Text section:

^^^^^^^^

Sunday, July 6, 2008
Sunday, Sunday...
Once again, life has grabbed me by the arm and swung me around. I have a few days worth of posts to catch up on. While I sit with my girls as they try to go to sleep during the storm, I thought I might take advantage of this down time and update my blog.
Friday: Fourth of July! Happy Birthday America. What does any all American, bleeding red, white and blue family do? Why we paint the ice at one of our rinks. As luck would have it one of my girls wasn't feeling well and the weather was kind of crummy. So when my husband called and said he needed our crew of kids and me to help out at the rink, it was Team Robinson to the rescue!!! We came swooping in with trays of chicken cutlet parmigiana in tow for all of our wonderful employees who worked so hard to get the rink ice rebuilt. We pitched in so we could get the grunt work done. We left around 9 or so. On the way home we stopped and watched some fireworks being lit off by one of the subdivisions near our home. When we drove through our subdivision there was so much smoke hanging in the heavy, humid air. We had a storm blow through that had 60 mile and hour winds, knocking down trees and leaving a path of devastation. But the folks in our little community love their fireworks and something like a storm was not going to stop them from illuminating the night sky. I told my husband it looked like we just walked in on the remnants of the last gun fight at the OK Corral. The smoke and gunpowder smell was overpowering. It looked like we were stuck in a fog the likes of which flesh eating zombies would come crawling out from in a horror flick.

^^^^^^^^

Prompt 1: In the records, swap "service" for "system" in everything from the line containing "the white egg" down to the line containing "pixel 257 155". Change nothing else, and give back only those lines.
The records have no connection to the text about the Fourth of July.

^^^^^^^^

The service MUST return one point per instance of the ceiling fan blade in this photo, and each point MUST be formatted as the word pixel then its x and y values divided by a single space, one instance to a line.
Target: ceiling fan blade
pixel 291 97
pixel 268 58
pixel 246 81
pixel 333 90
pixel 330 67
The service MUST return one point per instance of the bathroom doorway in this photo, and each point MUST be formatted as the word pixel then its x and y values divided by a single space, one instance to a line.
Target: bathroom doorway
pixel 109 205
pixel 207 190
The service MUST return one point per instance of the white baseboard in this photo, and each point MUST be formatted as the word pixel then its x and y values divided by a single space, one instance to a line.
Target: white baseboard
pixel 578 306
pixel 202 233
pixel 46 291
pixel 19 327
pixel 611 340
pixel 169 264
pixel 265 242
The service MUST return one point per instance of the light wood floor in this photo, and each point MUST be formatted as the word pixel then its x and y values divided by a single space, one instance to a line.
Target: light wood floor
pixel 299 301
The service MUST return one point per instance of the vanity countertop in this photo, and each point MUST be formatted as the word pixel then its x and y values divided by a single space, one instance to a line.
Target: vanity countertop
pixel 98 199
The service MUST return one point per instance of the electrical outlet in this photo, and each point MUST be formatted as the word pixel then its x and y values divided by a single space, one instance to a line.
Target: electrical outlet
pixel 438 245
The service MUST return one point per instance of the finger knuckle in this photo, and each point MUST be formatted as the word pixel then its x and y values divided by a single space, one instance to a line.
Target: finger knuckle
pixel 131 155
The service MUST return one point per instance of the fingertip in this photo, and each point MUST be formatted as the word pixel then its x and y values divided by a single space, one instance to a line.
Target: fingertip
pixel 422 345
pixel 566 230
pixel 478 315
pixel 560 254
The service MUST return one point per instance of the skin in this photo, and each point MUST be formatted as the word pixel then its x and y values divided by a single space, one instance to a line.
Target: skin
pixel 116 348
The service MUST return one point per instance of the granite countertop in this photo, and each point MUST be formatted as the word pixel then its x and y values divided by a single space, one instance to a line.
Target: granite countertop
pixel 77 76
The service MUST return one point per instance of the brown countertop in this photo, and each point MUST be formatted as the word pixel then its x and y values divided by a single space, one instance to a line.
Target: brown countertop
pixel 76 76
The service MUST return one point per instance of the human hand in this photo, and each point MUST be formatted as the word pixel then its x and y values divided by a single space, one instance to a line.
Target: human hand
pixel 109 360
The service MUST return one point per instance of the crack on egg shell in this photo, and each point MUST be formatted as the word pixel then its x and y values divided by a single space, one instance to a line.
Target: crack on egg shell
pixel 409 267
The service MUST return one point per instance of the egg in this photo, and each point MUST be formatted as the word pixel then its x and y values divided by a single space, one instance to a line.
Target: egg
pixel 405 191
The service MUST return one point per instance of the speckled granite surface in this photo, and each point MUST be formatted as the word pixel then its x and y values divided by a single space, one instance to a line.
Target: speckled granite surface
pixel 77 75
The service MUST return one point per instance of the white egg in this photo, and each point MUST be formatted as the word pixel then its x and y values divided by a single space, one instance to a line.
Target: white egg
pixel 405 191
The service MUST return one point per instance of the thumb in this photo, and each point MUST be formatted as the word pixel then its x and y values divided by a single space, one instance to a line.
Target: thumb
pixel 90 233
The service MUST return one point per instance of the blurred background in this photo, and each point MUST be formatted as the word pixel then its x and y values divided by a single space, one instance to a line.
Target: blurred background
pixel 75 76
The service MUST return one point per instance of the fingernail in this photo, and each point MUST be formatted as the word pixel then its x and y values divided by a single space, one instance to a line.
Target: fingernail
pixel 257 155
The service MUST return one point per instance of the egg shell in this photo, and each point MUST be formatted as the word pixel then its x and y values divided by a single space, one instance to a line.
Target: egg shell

^^^^^^^^

Prompt 2: Carry on the blog entry about the family's Fourth of July from where it stops.

Expected answer 1:
The system MUST return one point per instance of the white egg in this photo, and each point MUST be formatted as the word pixel then its x and y values divided by a single space, one instance to a line.
Target: white egg
pixel 405 191
The system MUST return one point per instance of the thumb in this photo, and each point MUST be formatted as the word pixel then its x and y values divided by a single space, one instance to a line.
Target: thumb
pixel 90 233
The system MUST return one point per instance of the blurred background in this photo, and each point MUST be formatted as the word pixel then its x and y values divided by a single space, one instance to a line.
Target: blurred background
pixel 75 76
The system MUST return one point per instance of the fingernail in this photo, and each point MUST be formatted as the word pixel then its x and y values divided by a single space, one instance to a line.
Target: fingernail
pixel 257 155

Expected answer 2:
I guess working on the ice was our training for the day.
Saturday: Whoopee! Today is Erin's slumber party. Oh how I have waited for this day! No, not really, of course I am being sarcastic! There is nothing like a pack of 9 year old girls to fight over everything and nothing until 4 in the morning. Couple that with the fact that I was trying to keep them quiet because my husband worked for 30 straight hours with no sleep and I was ready to flog a pack of kids. The best part was the party girl, my daughter, behaved the most abhorrently. Another day of no training, I am started to like this! No, no of course I miss my training, I think mostly I have missed my training buddy.
Sunday: Here I am acting like a short order cook for a bunch of cranky, underslept 9 year olds. I actually had one little sprite tell me I needed to feed my family healthier foods. This came about because I let my daughter pick whatever she wanted for breakfast and she chose bacon, egg and cheese biscuits, like the kind at McDonalds. Not that she refused her breakfast, or any of the treats put out for the party.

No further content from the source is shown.